WHAT NEEDS TO BE DONE - Can you write out the listing again from the line containing "like (464, 624)." through the end of the listing, inclusive, changing every "Query" to "Target" and leaving everything else the same?

TASK INPUTS -
—————

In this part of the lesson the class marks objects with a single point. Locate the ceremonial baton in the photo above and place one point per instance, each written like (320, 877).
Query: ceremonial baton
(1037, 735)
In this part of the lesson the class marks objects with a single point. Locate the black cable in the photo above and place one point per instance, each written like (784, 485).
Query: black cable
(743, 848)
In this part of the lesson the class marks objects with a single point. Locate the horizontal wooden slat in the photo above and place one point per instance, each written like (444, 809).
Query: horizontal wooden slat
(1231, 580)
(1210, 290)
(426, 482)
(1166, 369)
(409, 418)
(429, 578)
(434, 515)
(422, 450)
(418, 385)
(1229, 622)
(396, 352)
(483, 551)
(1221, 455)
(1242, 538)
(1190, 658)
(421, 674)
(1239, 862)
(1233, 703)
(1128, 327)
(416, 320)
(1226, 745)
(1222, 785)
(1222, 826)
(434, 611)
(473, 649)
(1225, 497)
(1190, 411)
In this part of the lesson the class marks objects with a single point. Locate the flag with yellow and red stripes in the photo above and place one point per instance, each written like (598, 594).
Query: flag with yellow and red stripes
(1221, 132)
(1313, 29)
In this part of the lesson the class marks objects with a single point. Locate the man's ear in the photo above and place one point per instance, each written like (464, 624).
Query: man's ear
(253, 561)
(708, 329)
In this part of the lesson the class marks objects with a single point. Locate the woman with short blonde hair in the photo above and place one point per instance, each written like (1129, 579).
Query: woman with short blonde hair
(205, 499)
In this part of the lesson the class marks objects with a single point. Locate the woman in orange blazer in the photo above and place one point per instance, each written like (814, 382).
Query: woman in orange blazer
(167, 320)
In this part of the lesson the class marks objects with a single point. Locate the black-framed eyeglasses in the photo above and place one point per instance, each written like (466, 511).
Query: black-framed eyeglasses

—————

SOLUTION FOR THIS PROBLEM -
In this part of the lesson the class marks objects with a single point. Locate the man's ear in the photo above and place one point per instance, each written like (464, 624).
Target: man's ear
(253, 561)
(708, 329)
In this part of the lesson the class marks objects with a single point. Locate the woman with short blonde hair in the photo above and place one point per instance, each written like (1129, 579).
Target: woman with short blonde hair
(205, 499)
In this part of the lesson the class marks objects with a single point. Locate the woman in orange blazer in the photo above and place one point per instance, each written like (814, 382).
Target: woman in orange blazer
(167, 320)
In this part of the lesson the class marks objects with a single point. Locate the black-framed eyeglasses in the photo above and place one point per instance, each written like (466, 511).
Target: black-framed eyeglasses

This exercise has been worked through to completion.